◆ Exercise goal
In the records below, find the line that contains "This document gives" and the line that contains "negative clicks: (626, 213)", then retype exactly those two lines and every line between them.

──────────

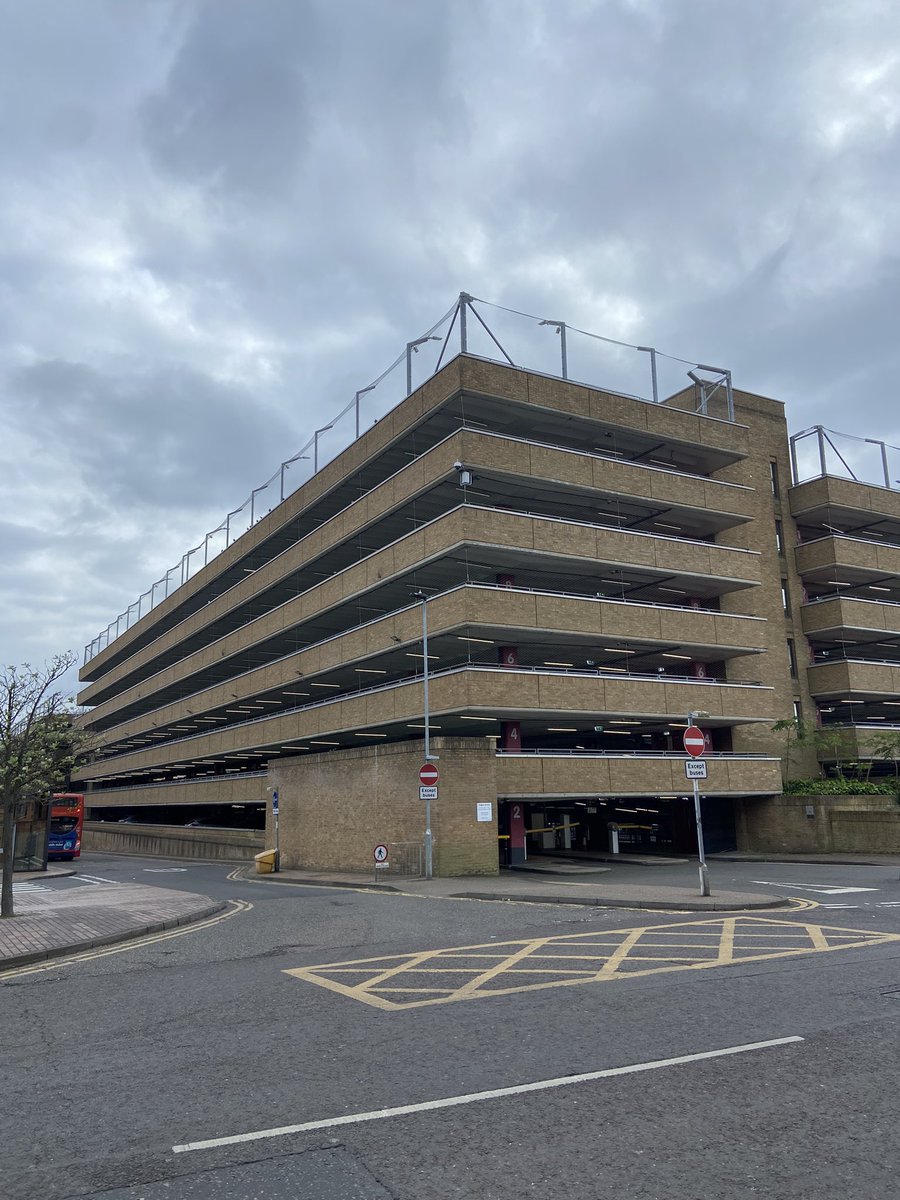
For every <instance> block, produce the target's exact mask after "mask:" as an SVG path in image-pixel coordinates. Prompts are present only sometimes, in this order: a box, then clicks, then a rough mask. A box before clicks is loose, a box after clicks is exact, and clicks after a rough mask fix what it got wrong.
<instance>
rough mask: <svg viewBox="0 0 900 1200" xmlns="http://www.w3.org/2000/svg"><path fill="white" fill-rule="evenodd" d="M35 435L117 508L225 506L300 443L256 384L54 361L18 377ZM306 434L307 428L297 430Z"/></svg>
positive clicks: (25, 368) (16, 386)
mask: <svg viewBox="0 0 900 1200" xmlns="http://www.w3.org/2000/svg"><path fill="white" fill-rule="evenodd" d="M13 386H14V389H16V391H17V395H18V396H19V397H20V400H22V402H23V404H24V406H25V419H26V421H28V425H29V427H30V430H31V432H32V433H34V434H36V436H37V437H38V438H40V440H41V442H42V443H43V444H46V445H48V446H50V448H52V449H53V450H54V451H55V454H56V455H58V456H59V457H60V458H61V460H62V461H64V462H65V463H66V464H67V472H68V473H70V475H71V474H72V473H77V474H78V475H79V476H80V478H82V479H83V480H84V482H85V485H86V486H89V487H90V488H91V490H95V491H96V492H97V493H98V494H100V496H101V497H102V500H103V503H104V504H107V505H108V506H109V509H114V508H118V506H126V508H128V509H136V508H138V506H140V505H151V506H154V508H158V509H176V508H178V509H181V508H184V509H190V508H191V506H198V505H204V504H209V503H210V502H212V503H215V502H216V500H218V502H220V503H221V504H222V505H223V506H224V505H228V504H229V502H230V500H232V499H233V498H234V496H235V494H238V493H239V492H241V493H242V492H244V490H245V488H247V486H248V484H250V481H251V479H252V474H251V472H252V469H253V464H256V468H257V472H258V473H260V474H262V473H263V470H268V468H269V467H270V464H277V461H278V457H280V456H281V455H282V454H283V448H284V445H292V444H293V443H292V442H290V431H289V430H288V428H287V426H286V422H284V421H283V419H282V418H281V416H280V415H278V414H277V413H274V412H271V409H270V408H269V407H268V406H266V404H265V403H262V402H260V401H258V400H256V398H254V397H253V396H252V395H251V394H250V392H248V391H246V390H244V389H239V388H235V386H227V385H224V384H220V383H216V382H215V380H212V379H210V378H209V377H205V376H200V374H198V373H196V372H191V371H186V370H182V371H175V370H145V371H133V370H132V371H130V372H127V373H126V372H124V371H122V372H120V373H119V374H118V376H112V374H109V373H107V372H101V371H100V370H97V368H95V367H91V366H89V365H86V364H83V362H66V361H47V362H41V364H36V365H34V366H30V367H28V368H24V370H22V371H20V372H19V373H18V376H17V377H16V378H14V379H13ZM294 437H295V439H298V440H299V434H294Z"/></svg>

──────────

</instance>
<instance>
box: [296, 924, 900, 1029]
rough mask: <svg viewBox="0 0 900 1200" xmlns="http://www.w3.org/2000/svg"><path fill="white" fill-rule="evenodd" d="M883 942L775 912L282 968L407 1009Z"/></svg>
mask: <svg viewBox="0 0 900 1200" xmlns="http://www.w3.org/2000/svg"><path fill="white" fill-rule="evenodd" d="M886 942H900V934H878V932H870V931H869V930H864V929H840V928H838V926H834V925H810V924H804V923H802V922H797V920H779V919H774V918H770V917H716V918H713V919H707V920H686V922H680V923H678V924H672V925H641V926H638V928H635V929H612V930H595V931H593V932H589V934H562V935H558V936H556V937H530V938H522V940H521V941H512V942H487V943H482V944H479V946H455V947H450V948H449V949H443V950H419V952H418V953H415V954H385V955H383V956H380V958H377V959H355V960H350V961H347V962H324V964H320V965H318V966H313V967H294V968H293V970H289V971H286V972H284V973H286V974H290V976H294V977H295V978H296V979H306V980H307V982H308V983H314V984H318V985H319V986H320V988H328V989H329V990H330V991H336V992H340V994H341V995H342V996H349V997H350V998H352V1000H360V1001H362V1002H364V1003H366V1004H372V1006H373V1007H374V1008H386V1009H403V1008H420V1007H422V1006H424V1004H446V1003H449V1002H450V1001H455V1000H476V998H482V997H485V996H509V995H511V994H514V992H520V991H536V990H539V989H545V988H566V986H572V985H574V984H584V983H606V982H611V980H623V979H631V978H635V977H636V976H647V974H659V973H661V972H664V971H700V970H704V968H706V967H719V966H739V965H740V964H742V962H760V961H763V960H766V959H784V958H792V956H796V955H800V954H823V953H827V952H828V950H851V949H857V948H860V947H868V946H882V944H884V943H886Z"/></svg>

──────────

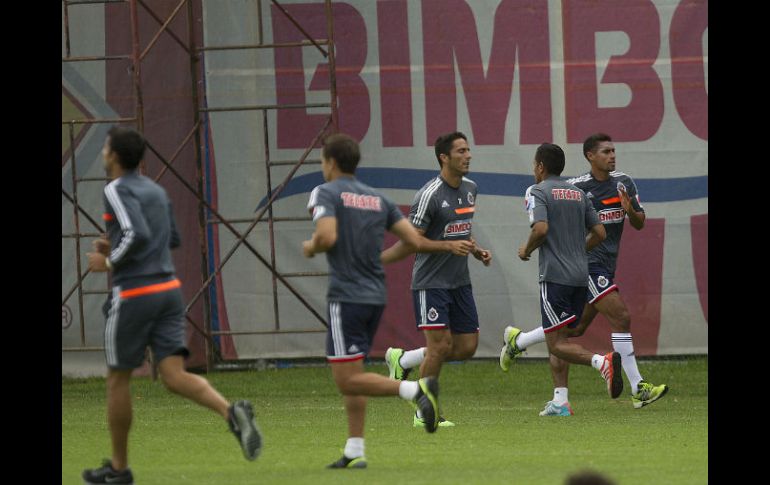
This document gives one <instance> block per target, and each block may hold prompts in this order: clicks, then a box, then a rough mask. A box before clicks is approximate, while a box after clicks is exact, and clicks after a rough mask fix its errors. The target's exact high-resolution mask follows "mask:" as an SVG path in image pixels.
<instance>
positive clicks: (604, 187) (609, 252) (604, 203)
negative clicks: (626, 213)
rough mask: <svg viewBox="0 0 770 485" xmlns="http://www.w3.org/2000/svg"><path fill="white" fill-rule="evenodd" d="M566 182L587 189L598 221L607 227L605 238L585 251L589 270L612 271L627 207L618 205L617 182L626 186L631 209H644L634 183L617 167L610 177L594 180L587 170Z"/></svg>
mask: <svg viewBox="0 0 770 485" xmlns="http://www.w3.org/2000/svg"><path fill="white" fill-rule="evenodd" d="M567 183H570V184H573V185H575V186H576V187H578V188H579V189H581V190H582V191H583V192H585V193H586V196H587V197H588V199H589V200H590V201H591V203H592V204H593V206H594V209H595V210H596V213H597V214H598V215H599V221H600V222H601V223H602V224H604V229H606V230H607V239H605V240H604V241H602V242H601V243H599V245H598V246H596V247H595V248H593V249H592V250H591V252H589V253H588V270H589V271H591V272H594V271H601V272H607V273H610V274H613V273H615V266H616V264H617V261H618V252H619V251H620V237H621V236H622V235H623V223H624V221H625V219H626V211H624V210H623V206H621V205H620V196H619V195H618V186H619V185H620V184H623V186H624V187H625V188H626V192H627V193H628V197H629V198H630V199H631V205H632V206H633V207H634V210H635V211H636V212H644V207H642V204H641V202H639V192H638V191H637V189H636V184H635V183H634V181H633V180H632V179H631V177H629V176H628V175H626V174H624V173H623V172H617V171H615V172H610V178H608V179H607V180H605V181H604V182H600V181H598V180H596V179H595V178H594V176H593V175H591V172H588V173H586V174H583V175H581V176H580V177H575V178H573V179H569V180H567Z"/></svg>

──────────

◆ Answer for this exercise
This document gives one <instance> block per target, and each block may hold prompts in this order: clicks, then a box, then a rough mask. A box before clicks is approximate, while a box after clicks is exact, and clicks after a rough mask fix its errors. The target's exact high-resolution mask follows "mask:" as an SVG path in image pixels.
<instance>
positive clicks: (604, 187) (609, 252) (604, 203)
negative clicks: (626, 213)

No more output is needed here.